Point annotation records
§ §
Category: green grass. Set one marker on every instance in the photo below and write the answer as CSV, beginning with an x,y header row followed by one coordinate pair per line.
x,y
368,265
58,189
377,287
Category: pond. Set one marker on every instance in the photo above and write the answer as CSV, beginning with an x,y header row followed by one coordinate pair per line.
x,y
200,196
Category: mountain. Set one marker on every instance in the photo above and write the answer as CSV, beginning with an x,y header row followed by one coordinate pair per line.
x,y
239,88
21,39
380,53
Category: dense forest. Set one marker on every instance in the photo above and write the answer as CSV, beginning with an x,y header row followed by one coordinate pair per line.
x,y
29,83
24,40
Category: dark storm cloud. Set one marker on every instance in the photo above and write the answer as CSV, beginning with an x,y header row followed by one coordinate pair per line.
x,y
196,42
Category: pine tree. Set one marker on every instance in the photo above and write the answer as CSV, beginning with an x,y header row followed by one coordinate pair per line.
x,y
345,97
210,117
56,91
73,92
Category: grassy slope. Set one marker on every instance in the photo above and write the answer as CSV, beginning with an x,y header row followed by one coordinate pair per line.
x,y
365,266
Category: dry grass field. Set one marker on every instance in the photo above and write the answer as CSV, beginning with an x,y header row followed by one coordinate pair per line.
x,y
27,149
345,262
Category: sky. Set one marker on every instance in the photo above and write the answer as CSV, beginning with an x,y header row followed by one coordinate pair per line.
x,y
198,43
§ §
Exercise details
Could you quote all of the lines above word for word, leaving nothing out?

Answer
Category: green grass. Set one marker on every instance in the photo below and write the answer as CSV, beginning with an x,y header row followed by one coordinate pair per line.
x,y
368,265
58,189
377,287
Category: pond. Set one marker on every instance in the photo above and write the answer as CSV, beginning with an x,y header row followed by one coordinate pair per line.
x,y
200,196
Category: mountain. Set one marker on every instance in the photo above and write the answer as CSV, beginning with an x,y header row followed by one coordinate pair per line.
x,y
239,88
21,39
380,53
Category: dense forest. Set one marker on every instance in the photo above and write the answer as CSV, beginning with an x,y header row followed by one coordinate pair per line.
x,y
29,83
24,40
Category: dark storm cloud. Set one marker on every instance in the photo above and write the answer as CSV, beginning with an x,y header row followed by one coordinate pair per line.
x,y
196,42
Category: pine tree. Set one marker on every instance in the photo above and write the answer as CSV, beginning with an x,y header row followed by one coordinate pair per line.
x,y
345,97
210,117
56,91
73,92
Category: grassy slope. Set one marker on every instance in the photo above and write the answer as CSV, beginning with an x,y header row followed by one coordinate pair per line.
x,y
365,266
Category: dry grass field. Set one marker on every instance in the photo above and write the answer as CSV, beginning with an x,y header row followed by one coordinate pair per line.
x,y
27,149
345,262
Category: sky. Set one marker on every instance in the photo above and write the answer as CSV, beginning with an x,y header row followed by one coordinate pair per line.
x,y
198,43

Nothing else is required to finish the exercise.